— Begin Dataset entries —
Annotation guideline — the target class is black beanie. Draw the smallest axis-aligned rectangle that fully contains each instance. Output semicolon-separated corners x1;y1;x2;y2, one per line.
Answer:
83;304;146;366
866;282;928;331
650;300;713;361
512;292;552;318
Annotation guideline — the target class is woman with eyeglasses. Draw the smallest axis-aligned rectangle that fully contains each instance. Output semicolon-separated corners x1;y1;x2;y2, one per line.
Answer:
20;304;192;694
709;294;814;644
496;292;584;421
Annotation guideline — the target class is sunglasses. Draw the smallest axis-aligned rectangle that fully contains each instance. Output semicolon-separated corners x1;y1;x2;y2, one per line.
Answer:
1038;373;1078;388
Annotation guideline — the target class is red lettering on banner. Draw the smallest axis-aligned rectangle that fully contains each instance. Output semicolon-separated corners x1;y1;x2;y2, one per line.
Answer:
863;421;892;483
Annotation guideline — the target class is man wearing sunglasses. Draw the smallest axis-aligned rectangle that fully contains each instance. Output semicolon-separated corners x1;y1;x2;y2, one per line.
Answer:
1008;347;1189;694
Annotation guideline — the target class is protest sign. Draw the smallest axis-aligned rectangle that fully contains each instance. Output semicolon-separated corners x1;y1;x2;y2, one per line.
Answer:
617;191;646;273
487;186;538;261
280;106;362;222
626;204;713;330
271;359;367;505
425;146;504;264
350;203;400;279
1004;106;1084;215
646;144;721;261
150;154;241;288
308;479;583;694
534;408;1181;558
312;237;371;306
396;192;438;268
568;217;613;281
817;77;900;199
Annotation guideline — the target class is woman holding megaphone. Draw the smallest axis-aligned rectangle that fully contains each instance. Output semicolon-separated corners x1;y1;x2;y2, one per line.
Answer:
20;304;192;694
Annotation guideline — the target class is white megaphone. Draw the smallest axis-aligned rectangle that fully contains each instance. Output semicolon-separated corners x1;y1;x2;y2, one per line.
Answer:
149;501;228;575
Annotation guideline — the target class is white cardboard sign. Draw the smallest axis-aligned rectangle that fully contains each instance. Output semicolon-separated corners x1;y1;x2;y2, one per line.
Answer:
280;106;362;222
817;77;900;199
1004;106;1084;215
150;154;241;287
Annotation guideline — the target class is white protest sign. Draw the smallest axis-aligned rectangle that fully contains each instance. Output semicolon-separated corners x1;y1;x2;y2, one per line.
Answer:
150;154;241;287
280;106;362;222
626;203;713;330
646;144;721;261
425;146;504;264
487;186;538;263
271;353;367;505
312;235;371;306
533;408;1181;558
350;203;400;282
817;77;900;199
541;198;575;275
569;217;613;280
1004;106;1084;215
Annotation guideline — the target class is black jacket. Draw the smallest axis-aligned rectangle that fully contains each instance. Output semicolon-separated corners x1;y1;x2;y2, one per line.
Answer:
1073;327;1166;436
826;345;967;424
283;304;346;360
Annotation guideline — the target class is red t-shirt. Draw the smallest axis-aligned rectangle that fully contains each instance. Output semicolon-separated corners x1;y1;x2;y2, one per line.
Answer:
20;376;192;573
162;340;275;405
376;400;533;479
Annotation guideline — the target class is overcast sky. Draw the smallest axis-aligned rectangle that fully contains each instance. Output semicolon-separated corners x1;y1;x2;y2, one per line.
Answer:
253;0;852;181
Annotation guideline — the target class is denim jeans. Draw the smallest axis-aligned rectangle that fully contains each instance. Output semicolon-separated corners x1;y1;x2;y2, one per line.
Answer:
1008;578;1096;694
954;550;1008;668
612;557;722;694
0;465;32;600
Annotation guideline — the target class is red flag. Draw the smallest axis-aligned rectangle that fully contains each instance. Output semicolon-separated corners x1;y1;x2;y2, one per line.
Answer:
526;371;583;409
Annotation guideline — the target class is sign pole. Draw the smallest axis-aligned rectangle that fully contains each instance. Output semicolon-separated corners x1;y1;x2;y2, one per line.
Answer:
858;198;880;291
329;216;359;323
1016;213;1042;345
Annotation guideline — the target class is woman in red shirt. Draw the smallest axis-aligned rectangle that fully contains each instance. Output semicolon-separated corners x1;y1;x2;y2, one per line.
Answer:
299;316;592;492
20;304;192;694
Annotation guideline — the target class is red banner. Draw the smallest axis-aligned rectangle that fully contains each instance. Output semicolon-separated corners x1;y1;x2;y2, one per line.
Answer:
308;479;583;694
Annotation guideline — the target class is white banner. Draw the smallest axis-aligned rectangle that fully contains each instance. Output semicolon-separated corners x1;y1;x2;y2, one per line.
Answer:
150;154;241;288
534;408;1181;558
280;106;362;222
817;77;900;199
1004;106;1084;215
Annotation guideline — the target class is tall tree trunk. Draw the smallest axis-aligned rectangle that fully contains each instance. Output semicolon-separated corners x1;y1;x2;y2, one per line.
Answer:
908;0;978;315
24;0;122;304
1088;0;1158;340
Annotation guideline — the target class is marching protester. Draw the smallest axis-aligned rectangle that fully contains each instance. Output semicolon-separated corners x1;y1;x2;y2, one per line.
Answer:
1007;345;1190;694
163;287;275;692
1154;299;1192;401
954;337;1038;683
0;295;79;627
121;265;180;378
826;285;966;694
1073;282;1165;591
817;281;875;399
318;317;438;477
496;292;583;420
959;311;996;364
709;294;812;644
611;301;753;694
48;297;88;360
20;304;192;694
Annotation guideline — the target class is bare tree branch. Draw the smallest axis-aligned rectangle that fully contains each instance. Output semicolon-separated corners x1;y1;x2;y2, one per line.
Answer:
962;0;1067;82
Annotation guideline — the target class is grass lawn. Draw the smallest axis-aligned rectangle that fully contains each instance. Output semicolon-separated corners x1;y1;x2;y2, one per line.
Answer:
— End Dataset entries —
The problem:
Duplicate the data above line for line, with no changes.

Result of the task:
Annotation guideline — the target class is black beanie. Draw the smallest axis-aligned rectangle that fully contains each instance. Output semicolon-separated corners x1;y1;x2;y2, one per line.
Answer:
83;304;146;366
866;282;928;331
650;300;713;361
512;292;552;318
Annotation guideline — the target class is woman with eyeglasses. Draw the smallest axis-aligned rectangle that fully contains each instance. Output semicolon-separated corners x1;y1;x2;y2, one per line.
Answer:
20;304;192;694
709;294;814;644
496;292;584;421
Annotation guideline — the target class is sunglasses. Draw the smallest axis-aligned rectangle that fully contains each instance. Output semicolon-separated corners x1;y1;x2;y2, one per line.
Answer:
1038;373;1078;388
Annotation guideline — the target class is red lettering on banner. Draw the smallest axis-aligned rectangle that fully contains each instance. Output semicolon-separated corners x1;y1;x2;y2, one per line.
Answer:
863;421;892;483
Annotation guideline — the target class is man wearing sunglasses. Draw the smallest axis-aligned rectangle that fully contains each instance. Output semicolon-separated corners x1;y1;x2;y2, one per line.
Answer:
1008;347;1189;694
Annotation guideline — the target class is protest sign. Draw the smallest axis-aligned rectangle that fully contains each instance. Output semicolon-separated corners x1;y1;x2;y2, one per line.
Answer:
617;191;646;273
487;186;538;261
280;106;362;222
626;204;713;330
271;359;367;505
425;146;504;264
350;203;400;279
1004;106;1084;215
646;144;721;261
150;154;241;288
308;479;583;694
534;408;1181;558
312;237;371;306
396;192;438;268
568;217;613;281
817;77;900;199
Annotation guideline — the target class is woman holding megaphone. Draw the smallest axis-aligned rectangle that fully contains each instance. Output semicolon-separated corners x1;y1;x2;y2, one per line.
Answer:
20;304;192;694
Annotation guideline — the target class is white megaphone. Draw the smallest axis-aligned rectangle that fully contains each instance. Output semicolon-separated corners x1;y1;x2;y2, one per line.
Answer:
149;501;228;575
Annotation guideline — the target class is white cardboard sign. Draw the smallest axis-aligned rectangle that fully contains each instance. Output semicolon-separated corners x1;y1;x2;y2, one per line.
Answer:
280;106;362;222
817;77;900;199
1004;106;1084;215
150;154;241;287
Annotation guideline — the target class is white protest sign. Draw the smallest axis-aligned rectangle that fully contains each instance. Output semicolon-separated corners x1;y1;x2;y2, one per line.
Answer:
150;154;241;287
280;106;362;222
626;203;713;330
646;144;721;261
425;146;504;264
487;186;538;263
271;353;367;505
312;235;371;306
533;408;1181;558
350;203;400;282
817;77;900;199
541;198;575;275
569;217;613;280
1004;106;1084;215
Annotation guideline — the target class is black jacket. Draw the smallest axis-aligned rectangle that fully contains each instance. Output semicolon-separated corners x1;y1;x2;y2, one per line.
Answer:
1073;327;1166;436
826;345;967;424
283;304;346;360
Annotation guideline — the target class is red t-shirt. Draw the smallest axis-aligned rectangle that fully contains each instance. Output semicolon-separated corners x1;y1;x2;y2, one per line.
Answer:
20;376;192;573
162;340;275;405
376;400;533;479
Annotation guideline — the target class is overcast sky. Draw the smallest axis-aligned rectangle that fully contains each instance. Output semicolon-separated corners x1;y1;x2;y2, one per line.
Answer:
253;0;852;181
Annotation guideline — the target class is denim jeans. Draw the smallest axis-aligned rectangle that fully contains each instance. Output semicolon-separated corners x1;y1;x2;y2, one per line.
Answer:
1008;578;1096;694
954;550;1008;668
612;557;722;694
0;465;32;600
Annotation guideline — the target class is red flag. Draw the smallest axis-aligned rectangle that fully contains each instance. Output semicolon-separated corners x1;y1;x2;y2, one per line.
Answer:
526;371;583;409
Annotation guideline — the target class is sign pole. Draw the smallest axis-aligned rectangle that fully contains each instance. Output semicolon-separated corners x1;y1;x2;y2, one per line.
Answer:
858;198;880;291
329;216;359;323
1016;213;1042;345
Annotation guideline — the target class is woman in red shirt. Draw the smallest axis-aligned rectangle that fully contains each instance. Output semicolon-separated corners x1;y1;x2;y2, one per line.
Answer:
299;316;592;492
20;304;192;694
Annotation guideline — the target class is red banner. Draw the smallest axis-aligned rectangle that fully contains each instance. Output semicolon-separated corners x1;y1;x2;y2, one per line.
Answer:
308;479;583;694
Annotation guideline — the target class is white banner. Draw the smallest axis-aligned rectangle that fully contains each instance. Output semicolon-separated corners x1;y1;x2;y2, one per line.
Answer:
150;154;241;288
534;408;1181;558
280;106;362;222
817;77;900;199
1004;106;1084;215
Annotation guideline — the target class is tall tree trunk. Draw the smallest axis-aligned rectangle that fully contains each instance. Output semicolon-separated corners x1;y1;x2;y2, one per line.
Answer:
908;0;978;315
24;0;122;304
1088;0;1158;340
Annotation guideline — the target class is marching protester. Draw the smallest axis-aligned rectangle that fully contains each instance. Output semicolon-separated corners x1;y1;x2;y2, one per line.
Answer:
1007;345;1190;694
163;287;275;692
1154;299;1192;401
954;337;1038;683
0;295;79;627
121;265;180;378
826;285;966;694
1073;282;1165;591
817;281;875;399
318;317;438;477
496;292;583;420
959;311;996;364
709;294;812;644
611;301;753;694
48;297;88;360
20;304;192;694
Annotation guideline — the target class is bare tree branch. Draw the smallest axis-aligned rectangle that fully contains each instance. Output semicolon-separated corners x1;y1;x2;y2, one per line.
Answer:
962;0;1067;82
Annotation guideline — the target class is grass lawn. Draw the smallest axis-aligned rectangle that fully contains each instance. Output semicolon-separated corners x1;y1;x2;y2, one per line.
Answer:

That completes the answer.